* [EXCERPT TO READ]
--- --- ---
Each year, more than 1 million people come to New Orleans from around the world to be part of what is often billed as the "greatest free party on Earth" — Mardi Gras!
Mardi Gras, also called Carnival in some countries, is celebrated all over the world and in many parts of the United States. We're going to focus here on the festivities in New Orleans, Louisiana, the biggest Mardi Gras celebration in the U.S.
Beginning in January, the city of New Orleans starts a variety of festivities that culminate with Mardi Gras Day, or Fat Tuesday — the day before Ash Wednesday and Lent. For about two weeks before Fat Tuesday, residents and visitors alike enjoy dozens of parades with imaginative floats bearing costumed party-goers, who toss colored beads and other trinkets into the cheering crowds. The parties continue into the night as revelers seek out distinctive "N'awlins" music as well as Cajun and Creole food.
Most of us have heard of New Orleans' famous French Quarter, but many of us have no idea what Mardi Gras celebrates. In this article, we'll take a closer look at the origins and traditions of Mardi Gras. We'll also look at some ways to enjoy Mardi Gras both in New Orleans and at home.
--- --- ---
* [RECORDED DATA]
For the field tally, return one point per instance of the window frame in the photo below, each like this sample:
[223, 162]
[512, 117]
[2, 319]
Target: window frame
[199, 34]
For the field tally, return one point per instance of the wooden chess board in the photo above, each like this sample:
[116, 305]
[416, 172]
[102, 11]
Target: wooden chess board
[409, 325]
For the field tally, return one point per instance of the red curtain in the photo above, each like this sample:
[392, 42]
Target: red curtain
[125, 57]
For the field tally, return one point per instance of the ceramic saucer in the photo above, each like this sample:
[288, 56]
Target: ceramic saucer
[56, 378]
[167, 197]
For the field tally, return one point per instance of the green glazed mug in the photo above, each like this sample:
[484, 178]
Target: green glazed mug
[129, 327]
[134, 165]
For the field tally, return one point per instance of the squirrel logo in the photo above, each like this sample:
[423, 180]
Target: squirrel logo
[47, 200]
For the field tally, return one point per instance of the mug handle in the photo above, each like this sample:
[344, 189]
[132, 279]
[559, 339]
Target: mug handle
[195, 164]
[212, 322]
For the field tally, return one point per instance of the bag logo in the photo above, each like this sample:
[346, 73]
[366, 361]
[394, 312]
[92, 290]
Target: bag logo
--- --- ---
* [EXERCISES TO COMPLETE]
A – According to the Mardi Gras text, how many people come to New Orleans each year for the celebration?
B – Proceed with the text about Mardi Gras in New Orleans, picking up after its final sentence.

* [WRITTEN ANSWERS]
A – More than 1 million people.

B –
Considering the raucous nature of Mardi Gras, you might be surprised to learn that the event has religious roots. Festivities start in New Orleans each year on January 6, aka Twelfth Night or the feast of the Epiphany — the day, tradition has it, that the three kings first visited Jesus Christ. Mardi Gras, the French phrase for Fat Tuesday, is the day-long highlight of the season. While Mardi Gras most certainly has pagan, pre-Christian origins, the Roman Catholic Church legitimized the festival as a brief celebration before the penitential season of Lent. The idea was to eat up all the rich foods in the house ahead of time, so as not to be tempted during the fasting period of Lent. Mardi Gras Day, a legal holiday in New Orleans, is set to occur 46 days (the 40 days of Lent plus six Sundays) before Easter and can come as early as February 3 or as late as March 9.
There is evidence that Mardi Gras was being celebrated in New Orleans as early as the 18th century. Mardi Gras was first mentioned in North America in 1699 in the writings of French explorer Pierre le Moyne, Sieur d'Iberville, who camped on the Mississippi River about 50 miles (80 kilometers) south of the present location of New Orleans. Knowing that the date, March 3, was being celebrated as a holiday in his native France, he christened the site Point du Mardi Gras.
During the next century, the celebration of Mardi Gras included private masked balls and random street maskings in the cities of Mobile, Alabama and New Orleans. By the 1820s, maskers on foot and in decorated carriages began to appear on Fat Tuesday, and in 1837 the first documented procession took place in New Orleans, but it bore no resemblance to today's carnival.
When Was the First 'Modern' Mardi Gras?
In 1857, a group called the Mystik Krewe of Comus (more about krewes later) staged the first modern-style Mardi Gras parade. The torchlit evening procession of floats illustrated themes from classical mythology and literature.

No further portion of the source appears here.